● **Activity**:
Go to the line below containing "Target: autumn tree" and print exactly from there through the line containing "(format x=403, y=82)", both included. Print nothing else.

Records from a dataset
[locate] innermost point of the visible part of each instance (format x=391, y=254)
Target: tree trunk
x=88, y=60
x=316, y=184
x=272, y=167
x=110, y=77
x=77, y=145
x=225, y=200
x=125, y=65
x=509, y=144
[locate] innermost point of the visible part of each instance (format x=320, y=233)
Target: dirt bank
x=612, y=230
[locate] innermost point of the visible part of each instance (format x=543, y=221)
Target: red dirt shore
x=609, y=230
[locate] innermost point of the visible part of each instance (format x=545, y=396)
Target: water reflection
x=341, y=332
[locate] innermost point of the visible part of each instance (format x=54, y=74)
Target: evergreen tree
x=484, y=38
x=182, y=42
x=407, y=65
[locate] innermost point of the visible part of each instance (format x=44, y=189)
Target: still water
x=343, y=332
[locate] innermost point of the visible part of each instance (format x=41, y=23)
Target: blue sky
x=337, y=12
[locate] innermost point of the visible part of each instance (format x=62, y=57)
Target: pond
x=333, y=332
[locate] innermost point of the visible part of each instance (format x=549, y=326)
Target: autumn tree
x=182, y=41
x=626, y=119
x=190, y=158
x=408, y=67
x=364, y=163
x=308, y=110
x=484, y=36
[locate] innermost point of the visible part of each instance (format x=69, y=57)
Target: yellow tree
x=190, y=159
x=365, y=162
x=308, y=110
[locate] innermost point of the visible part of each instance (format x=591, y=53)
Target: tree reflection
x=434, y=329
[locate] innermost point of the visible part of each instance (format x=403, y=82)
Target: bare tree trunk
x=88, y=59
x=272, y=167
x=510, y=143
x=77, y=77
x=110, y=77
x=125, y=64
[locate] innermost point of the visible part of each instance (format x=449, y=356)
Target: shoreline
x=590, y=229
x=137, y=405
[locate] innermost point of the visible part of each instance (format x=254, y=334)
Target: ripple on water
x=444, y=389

● **Answer space**:
Target: autumn tree
x=182, y=41
x=626, y=119
x=190, y=158
x=408, y=67
x=364, y=163
x=308, y=110
x=484, y=36
[locate] innermost point of the visible part of each instance (format x=69, y=57)
Target: yellow tree
x=190, y=159
x=365, y=162
x=308, y=110
[locate] innermost point of the visible part of each instance (format x=591, y=53)
Target: tree reflection
x=434, y=329
[locate] innermost point of the visible part of each instance (format x=403, y=82)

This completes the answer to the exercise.